Input data =>
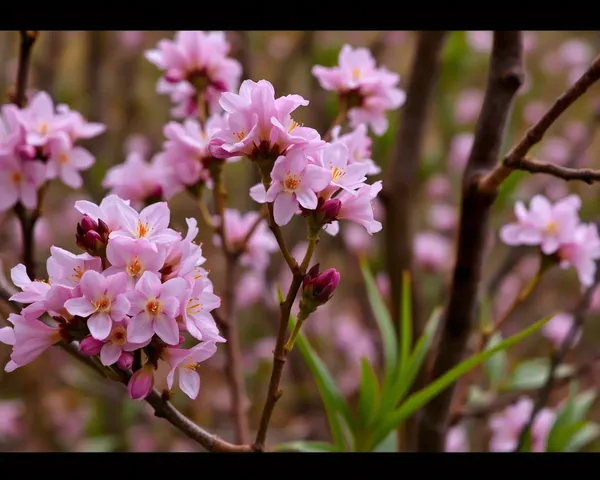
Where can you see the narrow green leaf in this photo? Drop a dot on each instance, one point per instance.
(581, 439)
(419, 399)
(305, 446)
(368, 402)
(406, 319)
(335, 406)
(496, 367)
(533, 373)
(405, 378)
(384, 321)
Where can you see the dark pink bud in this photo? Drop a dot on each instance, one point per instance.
(141, 383)
(331, 209)
(90, 346)
(87, 224)
(125, 361)
(174, 75)
(27, 152)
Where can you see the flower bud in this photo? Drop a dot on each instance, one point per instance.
(331, 209)
(90, 346)
(141, 383)
(125, 361)
(27, 152)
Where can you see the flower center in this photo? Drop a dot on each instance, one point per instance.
(291, 182)
(194, 306)
(153, 307)
(63, 158)
(143, 228)
(338, 173)
(240, 135)
(134, 268)
(118, 336)
(102, 305)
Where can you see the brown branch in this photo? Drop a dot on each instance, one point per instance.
(505, 78)
(559, 355)
(492, 181)
(402, 186)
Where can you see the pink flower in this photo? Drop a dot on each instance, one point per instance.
(507, 426)
(359, 147)
(155, 307)
(152, 223)
(558, 328)
(581, 252)
(66, 269)
(134, 257)
(31, 339)
(374, 87)
(260, 244)
(19, 181)
(295, 183)
(65, 162)
(141, 383)
(468, 106)
(432, 251)
(196, 62)
(185, 362)
(33, 291)
(460, 148)
(544, 224)
(260, 124)
(103, 301)
(196, 305)
(135, 179)
(457, 439)
(357, 207)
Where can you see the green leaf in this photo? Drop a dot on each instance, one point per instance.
(335, 406)
(419, 399)
(405, 329)
(384, 321)
(533, 374)
(405, 378)
(368, 402)
(582, 438)
(305, 446)
(496, 367)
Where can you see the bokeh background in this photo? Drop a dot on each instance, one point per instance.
(54, 404)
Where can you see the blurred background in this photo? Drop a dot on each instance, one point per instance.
(54, 404)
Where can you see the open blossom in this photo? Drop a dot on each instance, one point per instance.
(359, 80)
(195, 64)
(259, 245)
(136, 179)
(359, 147)
(295, 182)
(184, 363)
(558, 327)
(20, 181)
(581, 252)
(544, 224)
(103, 301)
(260, 124)
(507, 426)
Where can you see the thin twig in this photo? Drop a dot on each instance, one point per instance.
(514, 159)
(505, 78)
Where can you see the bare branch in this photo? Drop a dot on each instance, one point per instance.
(505, 77)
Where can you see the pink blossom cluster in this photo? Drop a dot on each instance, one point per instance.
(368, 90)
(196, 70)
(557, 230)
(507, 426)
(136, 288)
(37, 144)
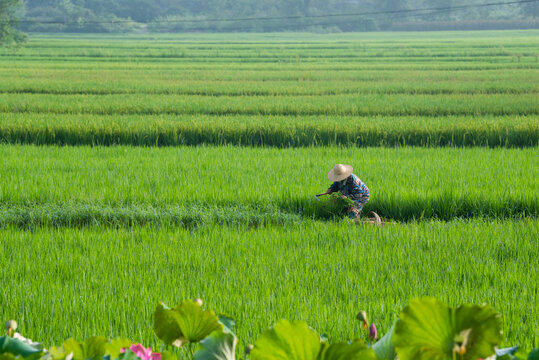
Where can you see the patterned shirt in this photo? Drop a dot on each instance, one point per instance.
(353, 188)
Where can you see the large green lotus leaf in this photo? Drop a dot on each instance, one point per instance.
(195, 323)
(486, 327)
(344, 351)
(17, 347)
(384, 348)
(128, 355)
(430, 330)
(218, 346)
(287, 341)
(534, 354)
(187, 322)
(8, 356)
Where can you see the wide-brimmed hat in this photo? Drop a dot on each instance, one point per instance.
(340, 172)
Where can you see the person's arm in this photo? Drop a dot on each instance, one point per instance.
(358, 189)
(333, 188)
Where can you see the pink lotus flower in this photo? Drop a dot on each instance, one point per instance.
(143, 353)
(373, 333)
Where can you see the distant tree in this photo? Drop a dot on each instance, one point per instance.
(9, 21)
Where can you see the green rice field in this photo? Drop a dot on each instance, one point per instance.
(145, 168)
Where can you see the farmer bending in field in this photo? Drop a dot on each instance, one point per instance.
(350, 187)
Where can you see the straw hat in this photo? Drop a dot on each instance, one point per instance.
(340, 172)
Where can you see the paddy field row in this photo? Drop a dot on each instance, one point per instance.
(405, 183)
(106, 281)
(192, 162)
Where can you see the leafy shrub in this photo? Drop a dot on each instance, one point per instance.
(426, 329)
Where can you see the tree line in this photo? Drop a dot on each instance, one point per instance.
(286, 15)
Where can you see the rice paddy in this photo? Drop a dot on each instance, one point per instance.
(143, 168)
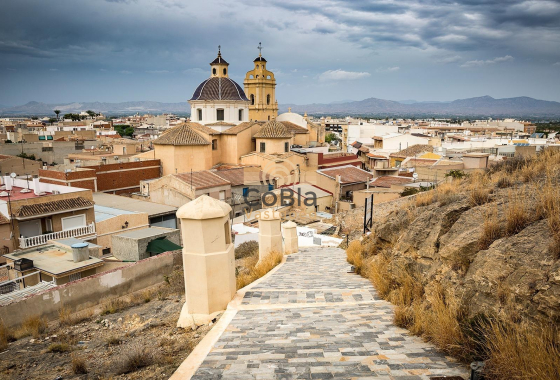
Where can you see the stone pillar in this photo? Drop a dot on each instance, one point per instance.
(289, 231)
(208, 260)
(270, 234)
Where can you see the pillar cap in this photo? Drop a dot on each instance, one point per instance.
(289, 224)
(269, 214)
(204, 207)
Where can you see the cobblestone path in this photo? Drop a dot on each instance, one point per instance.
(311, 319)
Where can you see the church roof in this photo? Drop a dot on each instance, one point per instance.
(182, 134)
(239, 128)
(218, 88)
(273, 130)
(294, 128)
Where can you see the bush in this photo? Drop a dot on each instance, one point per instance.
(137, 358)
(34, 326)
(59, 347)
(79, 365)
(246, 249)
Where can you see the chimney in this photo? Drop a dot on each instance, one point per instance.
(36, 186)
(8, 182)
(80, 252)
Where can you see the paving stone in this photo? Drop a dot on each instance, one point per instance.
(350, 335)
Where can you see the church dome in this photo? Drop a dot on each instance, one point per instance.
(219, 88)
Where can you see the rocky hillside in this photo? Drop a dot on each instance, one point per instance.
(474, 266)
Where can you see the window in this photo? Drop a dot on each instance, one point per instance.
(72, 222)
(227, 232)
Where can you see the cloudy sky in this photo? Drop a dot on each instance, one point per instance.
(320, 50)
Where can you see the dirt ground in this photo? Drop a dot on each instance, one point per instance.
(133, 339)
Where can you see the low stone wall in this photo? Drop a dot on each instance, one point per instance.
(91, 291)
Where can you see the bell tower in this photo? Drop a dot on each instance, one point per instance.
(260, 88)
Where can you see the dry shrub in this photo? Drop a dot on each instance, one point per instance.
(113, 340)
(256, 269)
(517, 215)
(78, 365)
(59, 347)
(376, 270)
(522, 351)
(355, 254)
(478, 196)
(113, 306)
(137, 358)
(34, 326)
(425, 198)
(491, 229)
(246, 249)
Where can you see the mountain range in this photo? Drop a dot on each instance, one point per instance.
(484, 106)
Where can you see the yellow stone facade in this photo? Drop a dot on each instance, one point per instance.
(260, 88)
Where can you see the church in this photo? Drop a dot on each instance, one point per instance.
(231, 125)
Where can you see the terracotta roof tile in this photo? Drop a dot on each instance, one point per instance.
(182, 134)
(413, 150)
(387, 181)
(53, 206)
(239, 128)
(273, 130)
(294, 128)
(348, 174)
(203, 179)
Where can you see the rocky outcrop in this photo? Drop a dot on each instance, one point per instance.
(517, 275)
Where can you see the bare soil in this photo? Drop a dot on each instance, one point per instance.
(143, 335)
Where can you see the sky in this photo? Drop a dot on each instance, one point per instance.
(321, 51)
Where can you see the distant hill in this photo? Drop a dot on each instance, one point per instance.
(484, 106)
(480, 106)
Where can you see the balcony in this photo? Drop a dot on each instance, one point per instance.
(42, 239)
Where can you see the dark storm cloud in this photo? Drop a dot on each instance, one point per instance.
(136, 39)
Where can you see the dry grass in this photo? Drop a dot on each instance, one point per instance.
(34, 326)
(517, 214)
(137, 358)
(491, 229)
(425, 198)
(522, 351)
(59, 347)
(79, 365)
(256, 269)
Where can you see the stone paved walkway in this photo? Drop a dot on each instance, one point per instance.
(311, 319)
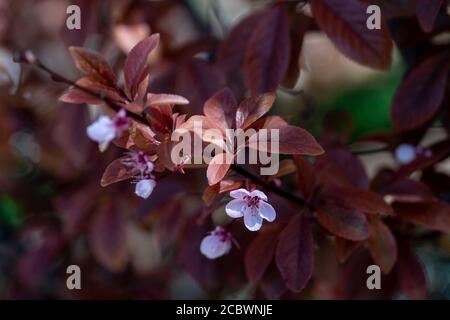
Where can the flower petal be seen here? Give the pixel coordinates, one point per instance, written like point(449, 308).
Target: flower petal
point(239, 193)
point(259, 194)
point(252, 220)
point(234, 208)
point(267, 211)
point(214, 247)
point(144, 188)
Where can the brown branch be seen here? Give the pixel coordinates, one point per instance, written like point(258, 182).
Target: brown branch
point(243, 172)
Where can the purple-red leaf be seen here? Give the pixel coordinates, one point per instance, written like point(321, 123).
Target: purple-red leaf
point(252, 109)
point(382, 245)
point(154, 99)
point(421, 93)
point(268, 52)
point(117, 171)
point(306, 176)
point(358, 199)
point(427, 12)
point(434, 215)
point(217, 169)
point(93, 64)
point(230, 55)
point(344, 22)
point(107, 234)
point(135, 63)
point(411, 274)
point(259, 255)
point(290, 140)
point(295, 253)
point(345, 223)
point(220, 109)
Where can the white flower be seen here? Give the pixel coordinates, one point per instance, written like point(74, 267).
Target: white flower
point(405, 153)
point(102, 130)
point(106, 129)
point(216, 244)
point(144, 188)
point(252, 206)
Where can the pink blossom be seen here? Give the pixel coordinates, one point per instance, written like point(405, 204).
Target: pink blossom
point(105, 129)
point(144, 188)
point(252, 206)
point(216, 244)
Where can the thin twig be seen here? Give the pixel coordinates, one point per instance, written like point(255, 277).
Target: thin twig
point(243, 172)
point(370, 151)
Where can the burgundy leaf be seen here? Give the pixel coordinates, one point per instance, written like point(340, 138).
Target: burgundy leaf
point(252, 109)
point(217, 169)
point(357, 199)
point(107, 235)
point(203, 270)
point(117, 171)
point(220, 109)
point(273, 285)
point(306, 176)
point(163, 98)
point(76, 96)
point(421, 93)
point(345, 24)
point(93, 64)
point(408, 190)
point(198, 81)
point(268, 52)
point(295, 253)
point(434, 215)
point(427, 12)
point(345, 248)
point(345, 223)
point(291, 140)
point(230, 55)
point(135, 63)
point(259, 255)
point(347, 169)
point(411, 274)
point(382, 245)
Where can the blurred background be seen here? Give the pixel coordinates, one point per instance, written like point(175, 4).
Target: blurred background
point(53, 212)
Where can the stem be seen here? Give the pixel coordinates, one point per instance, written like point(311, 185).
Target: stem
point(59, 78)
point(243, 172)
point(282, 193)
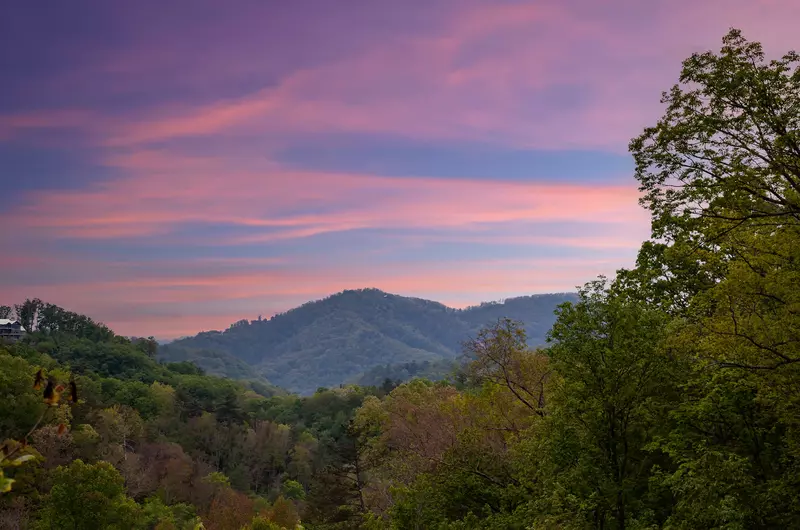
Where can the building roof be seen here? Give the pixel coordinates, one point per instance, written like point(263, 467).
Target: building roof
point(6, 322)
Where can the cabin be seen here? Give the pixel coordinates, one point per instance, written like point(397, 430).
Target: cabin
point(11, 330)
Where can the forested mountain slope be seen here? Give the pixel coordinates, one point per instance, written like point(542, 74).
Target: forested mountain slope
point(331, 341)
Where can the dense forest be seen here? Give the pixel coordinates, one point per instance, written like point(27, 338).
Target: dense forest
point(345, 336)
point(665, 397)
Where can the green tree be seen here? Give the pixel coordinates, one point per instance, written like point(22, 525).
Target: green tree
point(88, 497)
point(613, 389)
point(723, 160)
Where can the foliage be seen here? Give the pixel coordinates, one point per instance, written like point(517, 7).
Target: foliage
point(665, 398)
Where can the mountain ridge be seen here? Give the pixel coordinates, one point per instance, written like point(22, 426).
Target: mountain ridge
point(333, 340)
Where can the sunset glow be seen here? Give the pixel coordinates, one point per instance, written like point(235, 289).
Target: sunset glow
point(169, 168)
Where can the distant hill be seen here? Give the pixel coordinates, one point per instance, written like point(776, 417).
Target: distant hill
point(337, 339)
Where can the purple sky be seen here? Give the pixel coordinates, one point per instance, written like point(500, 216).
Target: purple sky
point(170, 167)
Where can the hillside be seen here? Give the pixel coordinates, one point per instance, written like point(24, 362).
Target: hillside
point(334, 340)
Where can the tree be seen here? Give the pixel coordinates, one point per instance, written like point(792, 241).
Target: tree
point(27, 313)
point(615, 384)
point(87, 497)
point(723, 160)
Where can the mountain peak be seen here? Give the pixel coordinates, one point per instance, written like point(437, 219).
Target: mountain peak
point(330, 341)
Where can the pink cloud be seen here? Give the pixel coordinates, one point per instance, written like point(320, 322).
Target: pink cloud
point(183, 296)
point(155, 201)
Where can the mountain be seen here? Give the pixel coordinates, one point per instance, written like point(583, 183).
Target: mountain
point(336, 339)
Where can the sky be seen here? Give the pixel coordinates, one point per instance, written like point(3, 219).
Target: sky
point(172, 167)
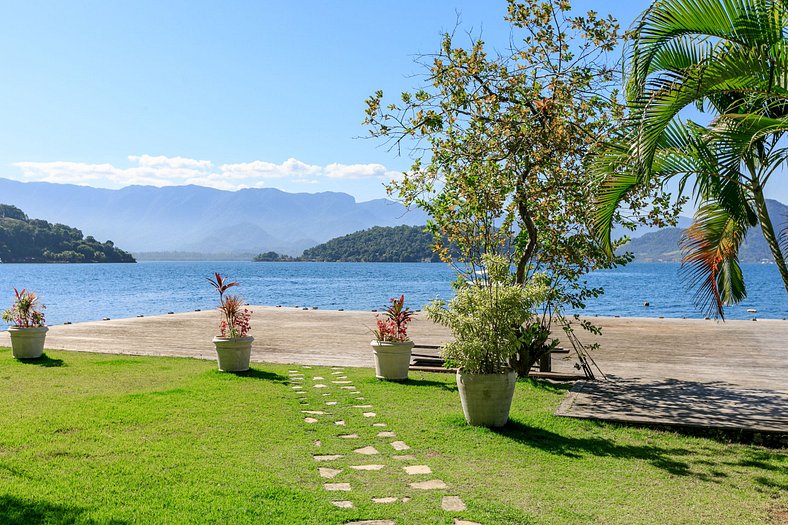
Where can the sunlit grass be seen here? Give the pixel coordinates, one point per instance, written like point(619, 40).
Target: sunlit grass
point(90, 438)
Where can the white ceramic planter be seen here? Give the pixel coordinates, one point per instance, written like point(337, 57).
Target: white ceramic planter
point(27, 343)
point(392, 359)
point(486, 398)
point(233, 354)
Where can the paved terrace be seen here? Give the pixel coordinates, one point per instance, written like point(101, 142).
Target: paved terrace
point(668, 371)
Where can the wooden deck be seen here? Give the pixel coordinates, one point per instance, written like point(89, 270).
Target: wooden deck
point(664, 371)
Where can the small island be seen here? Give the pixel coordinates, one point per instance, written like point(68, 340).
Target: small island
point(25, 240)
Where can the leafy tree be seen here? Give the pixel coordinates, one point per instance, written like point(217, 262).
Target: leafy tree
point(500, 143)
point(730, 59)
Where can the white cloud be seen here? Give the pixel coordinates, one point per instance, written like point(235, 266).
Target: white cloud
point(354, 171)
point(172, 171)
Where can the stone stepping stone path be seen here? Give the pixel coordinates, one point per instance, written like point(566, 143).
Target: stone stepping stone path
point(340, 385)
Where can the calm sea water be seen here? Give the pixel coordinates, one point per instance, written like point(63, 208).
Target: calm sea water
point(85, 292)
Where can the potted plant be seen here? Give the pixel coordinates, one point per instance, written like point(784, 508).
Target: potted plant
point(392, 346)
point(233, 344)
point(27, 330)
point(486, 317)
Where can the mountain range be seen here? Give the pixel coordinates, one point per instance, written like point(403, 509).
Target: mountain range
point(663, 245)
point(205, 220)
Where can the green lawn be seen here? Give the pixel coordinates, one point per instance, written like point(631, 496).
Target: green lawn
point(87, 438)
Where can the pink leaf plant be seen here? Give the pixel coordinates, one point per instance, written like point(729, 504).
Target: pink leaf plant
point(25, 311)
point(392, 325)
point(235, 316)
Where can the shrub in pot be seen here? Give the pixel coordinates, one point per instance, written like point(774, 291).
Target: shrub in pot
point(27, 329)
point(486, 318)
point(233, 344)
point(391, 346)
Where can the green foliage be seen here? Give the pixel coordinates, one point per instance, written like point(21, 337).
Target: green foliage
point(486, 318)
point(728, 59)
point(378, 244)
point(501, 143)
point(34, 240)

Activity =>
Repeat exactly the lines above from the one with "Target: sunset glow" up to and including the one with "Where can the sky". No other line belongs in the reply.

The answer =>
Target: sunset glow
point(169, 168)
Where can the distant hill be seen here? Give the pixel coordinates, one point per instance, written like point(776, 417).
Target: distant hill
point(337, 339)
Where can the purple sky be seen here? Give the pixel coordinates, one point per instance, written like point(500, 216).
Target: purple sky
point(170, 167)
Where can the hillside be seen here? Give the pixel coordinates, one point per instance, written like point(24, 362).
Target: hillside
point(334, 340)
Where can the tree be seen here? Give the pixel coordinates, one point per instance, written like point(792, 241).
Target: tree
point(27, 313)
point(615, 384)
point(87, 497)
point(723, 160)
Where can the mountain peak be seen here? Give the pixel coordinates, one point per instance, written like point(437, 219).
Target: mountain peak
point(330, 341)
Where can the pink cloud be seen here? Give the pixel coordinates, one point per instance, written like point(320, 322).
Target: pink cloud
point(183, 296)
point(155, 201)
Where can the mountain be seen here? Give the pixel coordinates, one point per instance, written like point(583, 183).
Target: mountain
point(336, 339)
Where can the sky be seen here? Give the pixel coordinates, one point per instance, written like point(3, 219).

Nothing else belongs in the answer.